Line tally for "cathedral": state how many lines of the entries include it, with no other text.

'''

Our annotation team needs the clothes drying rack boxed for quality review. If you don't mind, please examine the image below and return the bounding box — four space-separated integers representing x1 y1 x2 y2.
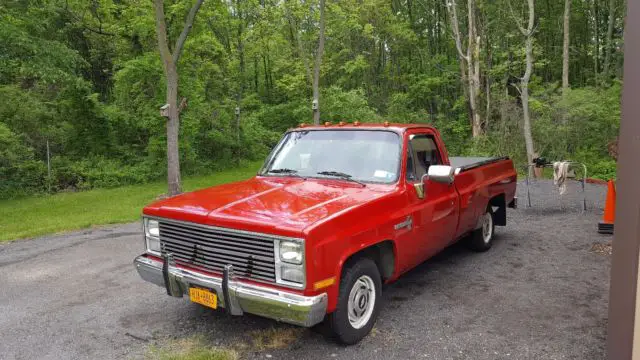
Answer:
524 161 588 212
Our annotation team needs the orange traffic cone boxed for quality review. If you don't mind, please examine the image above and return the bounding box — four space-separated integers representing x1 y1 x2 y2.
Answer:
598 180 616 234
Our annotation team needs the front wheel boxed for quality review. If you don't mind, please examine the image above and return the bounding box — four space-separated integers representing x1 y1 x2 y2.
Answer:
327 258 382 345
467 205 495 252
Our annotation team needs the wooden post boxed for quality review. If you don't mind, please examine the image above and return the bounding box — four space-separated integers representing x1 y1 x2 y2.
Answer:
606 0 640 357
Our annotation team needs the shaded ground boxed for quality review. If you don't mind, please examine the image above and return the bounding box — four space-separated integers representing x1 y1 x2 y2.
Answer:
0 180 611 359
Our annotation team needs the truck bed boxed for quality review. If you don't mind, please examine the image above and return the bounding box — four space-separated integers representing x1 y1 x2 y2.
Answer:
450 156 510 172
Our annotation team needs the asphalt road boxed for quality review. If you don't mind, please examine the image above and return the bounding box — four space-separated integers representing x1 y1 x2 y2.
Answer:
0 180 611 360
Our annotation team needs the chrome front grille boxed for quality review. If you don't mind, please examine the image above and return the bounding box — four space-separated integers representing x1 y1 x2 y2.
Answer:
158 220 276 282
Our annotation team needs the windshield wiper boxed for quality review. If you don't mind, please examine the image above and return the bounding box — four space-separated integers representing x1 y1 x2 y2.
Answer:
316 171 366 187
266 168 304 178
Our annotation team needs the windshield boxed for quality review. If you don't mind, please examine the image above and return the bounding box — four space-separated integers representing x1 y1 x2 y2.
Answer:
260 130 401 184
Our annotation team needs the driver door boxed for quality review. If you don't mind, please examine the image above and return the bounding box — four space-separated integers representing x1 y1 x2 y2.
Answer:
404 132 460 264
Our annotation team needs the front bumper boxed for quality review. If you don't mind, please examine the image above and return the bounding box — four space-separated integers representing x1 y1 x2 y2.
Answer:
134 255 327 327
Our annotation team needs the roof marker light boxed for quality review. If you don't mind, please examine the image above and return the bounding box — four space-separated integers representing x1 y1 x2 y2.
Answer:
383 121 390 127
324 122 331 126
353 121 360 126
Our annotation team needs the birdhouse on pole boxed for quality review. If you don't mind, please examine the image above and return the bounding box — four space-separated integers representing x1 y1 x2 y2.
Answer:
160 104 170 118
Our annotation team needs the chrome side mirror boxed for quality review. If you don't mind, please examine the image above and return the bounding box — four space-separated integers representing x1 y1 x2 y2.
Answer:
413 165 456 199
426 165 455 184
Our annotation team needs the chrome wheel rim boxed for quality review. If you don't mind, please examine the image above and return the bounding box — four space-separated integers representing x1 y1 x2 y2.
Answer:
482 212 493 244
347 275 376 329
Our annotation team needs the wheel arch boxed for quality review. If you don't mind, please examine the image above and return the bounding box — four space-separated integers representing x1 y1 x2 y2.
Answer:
339 239 397 284
488 193 507 226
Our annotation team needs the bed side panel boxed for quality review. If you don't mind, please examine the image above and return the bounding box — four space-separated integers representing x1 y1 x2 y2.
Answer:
453 159 517 238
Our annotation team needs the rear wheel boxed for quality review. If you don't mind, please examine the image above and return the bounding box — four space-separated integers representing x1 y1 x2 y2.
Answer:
327 258 382 345
467 206 495 252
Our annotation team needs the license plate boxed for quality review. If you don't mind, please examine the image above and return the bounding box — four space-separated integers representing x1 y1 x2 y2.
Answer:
189 287 217 309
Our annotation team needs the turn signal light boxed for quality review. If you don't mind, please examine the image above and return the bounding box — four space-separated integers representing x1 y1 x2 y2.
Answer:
313 277 336 290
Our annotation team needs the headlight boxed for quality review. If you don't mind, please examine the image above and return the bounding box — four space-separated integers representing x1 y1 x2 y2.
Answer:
143 218 161 255
275 239 304 288
279 241 303 264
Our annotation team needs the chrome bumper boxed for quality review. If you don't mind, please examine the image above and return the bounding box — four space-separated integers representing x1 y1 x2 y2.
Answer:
133 255 327 327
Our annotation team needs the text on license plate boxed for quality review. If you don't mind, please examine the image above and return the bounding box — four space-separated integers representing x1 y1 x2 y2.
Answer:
189 287 217 309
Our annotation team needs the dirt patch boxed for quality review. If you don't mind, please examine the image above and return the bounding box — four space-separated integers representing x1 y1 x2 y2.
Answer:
591 242 613 256
247 327 303 351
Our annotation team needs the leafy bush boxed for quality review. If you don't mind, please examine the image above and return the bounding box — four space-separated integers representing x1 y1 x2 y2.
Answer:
0 123 48 198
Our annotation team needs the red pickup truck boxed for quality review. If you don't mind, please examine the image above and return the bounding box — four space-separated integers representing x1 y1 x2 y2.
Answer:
134 123 517 344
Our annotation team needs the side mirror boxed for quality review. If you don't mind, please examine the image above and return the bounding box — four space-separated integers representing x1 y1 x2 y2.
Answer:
413 165 456 199
425 165 455 184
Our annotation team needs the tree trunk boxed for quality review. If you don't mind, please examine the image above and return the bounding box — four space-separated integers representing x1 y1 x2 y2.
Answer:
509 0 537 165
447 0 470 128
562 0 571 95
519 0 537 165
485 41 492 127
236 0 245 143
447 0 482 137
153 0 204 196
522 35 535 165
591 0 600 85
312 0 326 125
253 55 259 92
467 0 482 137
166 67 182 195
603 0 616 78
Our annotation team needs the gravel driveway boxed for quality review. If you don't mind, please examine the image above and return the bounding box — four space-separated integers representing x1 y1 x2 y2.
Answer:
0 180 612 359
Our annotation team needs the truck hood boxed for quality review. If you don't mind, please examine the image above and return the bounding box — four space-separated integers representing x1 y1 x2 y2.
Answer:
143 177 393 234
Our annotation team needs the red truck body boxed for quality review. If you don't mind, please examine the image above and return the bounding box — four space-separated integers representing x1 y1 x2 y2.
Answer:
136 123 517 343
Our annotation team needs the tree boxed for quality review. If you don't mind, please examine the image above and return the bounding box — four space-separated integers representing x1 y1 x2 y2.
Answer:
510 0 537 165
312 0 326 125
446 0 483 137
603 0 616 79
234 0 246 142
0 0 628 199
590 0 600 85
153 0 205 196
562 0 571 94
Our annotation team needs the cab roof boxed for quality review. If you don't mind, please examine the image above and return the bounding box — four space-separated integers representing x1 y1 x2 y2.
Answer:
288 122 436 133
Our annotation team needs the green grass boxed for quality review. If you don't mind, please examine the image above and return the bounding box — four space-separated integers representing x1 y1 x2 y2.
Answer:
0 161 262 242
152 347 237 360
147 337 238 360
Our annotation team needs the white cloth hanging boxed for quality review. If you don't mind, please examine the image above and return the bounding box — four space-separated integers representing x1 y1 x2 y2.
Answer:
553 161 571 195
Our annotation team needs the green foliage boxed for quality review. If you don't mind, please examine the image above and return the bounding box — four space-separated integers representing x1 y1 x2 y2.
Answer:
462 83 622 178
0 0 625 199
0 123 48 198
321 87 380 122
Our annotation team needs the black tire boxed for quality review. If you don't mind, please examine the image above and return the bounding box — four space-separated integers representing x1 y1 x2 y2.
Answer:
467 205 495 252
327 257 382 345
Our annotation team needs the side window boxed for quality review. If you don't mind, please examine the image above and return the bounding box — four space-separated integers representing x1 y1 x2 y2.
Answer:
408 135 441 180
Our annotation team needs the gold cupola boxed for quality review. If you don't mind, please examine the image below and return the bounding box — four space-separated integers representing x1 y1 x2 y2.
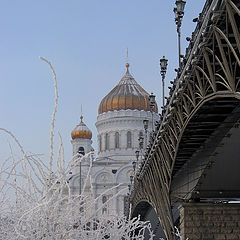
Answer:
98 63 158 114
71 116 92 140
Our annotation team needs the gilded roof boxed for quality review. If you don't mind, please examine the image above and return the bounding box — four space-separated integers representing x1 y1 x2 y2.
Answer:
71 116 92 140
98 64 158 114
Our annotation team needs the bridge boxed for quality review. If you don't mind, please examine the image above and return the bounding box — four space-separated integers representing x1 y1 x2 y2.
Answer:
130 0 240 239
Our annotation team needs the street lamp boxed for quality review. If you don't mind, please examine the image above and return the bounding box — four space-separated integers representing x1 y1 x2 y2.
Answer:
135 150 140 161
174 0 186 68
135 150 140 170
130 175 134 185
77 153 83 195
160 56 168 107
143 119 149 132
176 0 186 13
138 136 144 150
149 93 156 133
149 93 156 110
77 147 85 195
143 119 149 150
132 161 136 172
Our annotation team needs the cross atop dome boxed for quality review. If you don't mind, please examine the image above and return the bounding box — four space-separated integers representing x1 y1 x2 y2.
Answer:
125 62 130 73
126 48 130 73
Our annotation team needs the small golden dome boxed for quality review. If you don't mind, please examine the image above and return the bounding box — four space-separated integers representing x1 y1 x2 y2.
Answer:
71 116 92 140
98 65 158 114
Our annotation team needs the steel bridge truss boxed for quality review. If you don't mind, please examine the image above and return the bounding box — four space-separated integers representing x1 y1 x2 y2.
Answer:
130 0 240 239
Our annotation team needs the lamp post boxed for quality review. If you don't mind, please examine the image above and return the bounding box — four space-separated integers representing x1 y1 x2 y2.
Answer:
130 175 133 185
128 184 131 193
78 153 82 195
130 175 134 192
143 119 149 149
135 150 140 170
160 56 168 107
138 136 144 165
132 160 136 173
174 0 186 68
149 93 156 109
135 150 139 161
78 148 85 195
149 93 156 132
138 136 144 150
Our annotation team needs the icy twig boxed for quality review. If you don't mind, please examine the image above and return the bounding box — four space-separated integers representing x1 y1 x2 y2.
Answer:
39 56 58 184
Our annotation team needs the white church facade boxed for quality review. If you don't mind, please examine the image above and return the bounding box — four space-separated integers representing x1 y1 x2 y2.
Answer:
69 62 159 216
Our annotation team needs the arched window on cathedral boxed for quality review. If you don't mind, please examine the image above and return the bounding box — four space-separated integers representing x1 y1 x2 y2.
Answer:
127 131 132 148
105 133 109 150
102 195 107 214
115 132 119 148
99 135 102 152
139 131 143 139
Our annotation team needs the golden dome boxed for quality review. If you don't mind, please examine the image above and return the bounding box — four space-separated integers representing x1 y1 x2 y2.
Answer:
98 64 158 114
71 116 92 140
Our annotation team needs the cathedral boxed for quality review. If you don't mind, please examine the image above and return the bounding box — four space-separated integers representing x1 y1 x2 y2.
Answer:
69 62 159 216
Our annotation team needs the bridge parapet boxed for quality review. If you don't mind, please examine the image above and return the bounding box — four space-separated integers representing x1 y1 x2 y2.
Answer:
130 0 240 239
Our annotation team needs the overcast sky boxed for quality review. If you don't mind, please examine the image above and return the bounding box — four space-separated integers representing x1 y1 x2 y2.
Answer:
0 0 206 164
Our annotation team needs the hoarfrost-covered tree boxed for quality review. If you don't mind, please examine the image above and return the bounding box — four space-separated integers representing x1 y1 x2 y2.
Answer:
0 57 156 240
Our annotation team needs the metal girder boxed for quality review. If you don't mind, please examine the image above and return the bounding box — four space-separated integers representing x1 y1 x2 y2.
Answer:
131 1 240 239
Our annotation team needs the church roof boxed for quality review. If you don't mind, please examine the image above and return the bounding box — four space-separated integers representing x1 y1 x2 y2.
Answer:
98 63 158 114
71 116 92 140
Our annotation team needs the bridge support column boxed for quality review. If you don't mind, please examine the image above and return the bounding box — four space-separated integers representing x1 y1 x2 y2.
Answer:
179 203 240 240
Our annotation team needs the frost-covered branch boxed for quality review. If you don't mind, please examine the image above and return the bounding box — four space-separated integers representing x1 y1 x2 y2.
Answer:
0 58 159 240
39 56 58 183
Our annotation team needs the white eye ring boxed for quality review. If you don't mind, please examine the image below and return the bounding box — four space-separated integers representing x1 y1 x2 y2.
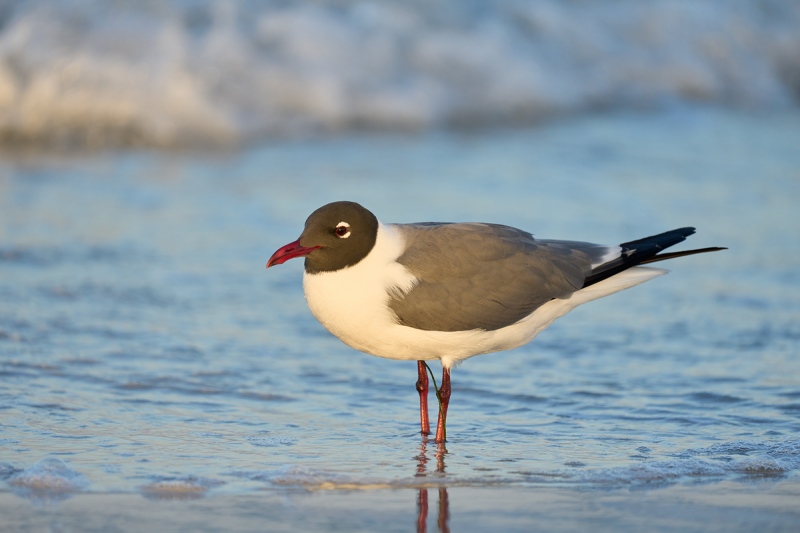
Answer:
335 221 351 238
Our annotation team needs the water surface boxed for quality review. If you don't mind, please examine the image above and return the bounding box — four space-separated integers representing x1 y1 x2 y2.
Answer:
1 108 799 531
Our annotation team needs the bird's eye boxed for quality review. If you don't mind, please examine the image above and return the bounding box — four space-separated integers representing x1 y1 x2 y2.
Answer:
335 222 351 238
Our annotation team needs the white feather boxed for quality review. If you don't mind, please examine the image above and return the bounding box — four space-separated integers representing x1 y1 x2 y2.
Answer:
591 245 623 268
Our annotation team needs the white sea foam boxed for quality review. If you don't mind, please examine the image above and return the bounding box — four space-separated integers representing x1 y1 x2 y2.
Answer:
140 475 225 500
8 457 89 494
546 440 800 486
223 441 800 490
0 0 798 148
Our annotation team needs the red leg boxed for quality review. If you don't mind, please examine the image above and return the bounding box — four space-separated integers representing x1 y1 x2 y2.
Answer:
417 361 430 435
434 368 451 443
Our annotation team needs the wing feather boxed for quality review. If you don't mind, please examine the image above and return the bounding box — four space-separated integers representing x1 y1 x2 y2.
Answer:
389 223 594 332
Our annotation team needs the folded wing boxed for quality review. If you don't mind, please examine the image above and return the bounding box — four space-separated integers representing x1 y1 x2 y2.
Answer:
390 223 606 331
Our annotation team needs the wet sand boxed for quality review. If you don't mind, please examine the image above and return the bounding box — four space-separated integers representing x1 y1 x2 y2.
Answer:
2 479 800 533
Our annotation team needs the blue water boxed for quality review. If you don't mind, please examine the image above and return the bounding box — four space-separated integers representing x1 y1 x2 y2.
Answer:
1 108 800 531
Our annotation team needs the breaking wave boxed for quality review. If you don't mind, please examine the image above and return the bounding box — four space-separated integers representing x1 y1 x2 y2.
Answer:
0 0 799 148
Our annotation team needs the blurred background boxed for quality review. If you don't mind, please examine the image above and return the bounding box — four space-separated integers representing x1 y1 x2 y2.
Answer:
0 0 798 149
1 1 799 528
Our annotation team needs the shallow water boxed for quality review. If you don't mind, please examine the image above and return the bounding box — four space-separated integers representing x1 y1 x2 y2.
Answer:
1 108 800 531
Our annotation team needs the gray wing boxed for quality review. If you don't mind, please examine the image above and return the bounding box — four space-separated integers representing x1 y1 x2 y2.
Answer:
388 223 611 332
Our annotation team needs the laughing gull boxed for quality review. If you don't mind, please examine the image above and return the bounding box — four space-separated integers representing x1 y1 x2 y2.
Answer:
267 201 724 443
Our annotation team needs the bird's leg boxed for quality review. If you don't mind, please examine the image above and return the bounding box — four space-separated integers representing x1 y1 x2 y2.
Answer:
416 361 431 435
434 368 451 444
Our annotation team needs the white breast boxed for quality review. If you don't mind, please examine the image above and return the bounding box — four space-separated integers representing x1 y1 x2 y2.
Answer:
302 223 417 357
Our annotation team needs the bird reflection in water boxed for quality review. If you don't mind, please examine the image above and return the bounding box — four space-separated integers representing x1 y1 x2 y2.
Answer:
414 440 450 533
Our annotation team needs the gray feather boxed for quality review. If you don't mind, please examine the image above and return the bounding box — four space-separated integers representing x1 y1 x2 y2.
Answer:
389 223 595 332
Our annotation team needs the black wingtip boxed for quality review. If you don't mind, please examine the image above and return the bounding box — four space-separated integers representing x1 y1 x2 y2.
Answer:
583 228 721 288
619 227 695 250
640 246 727 264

'''

## Task result:
2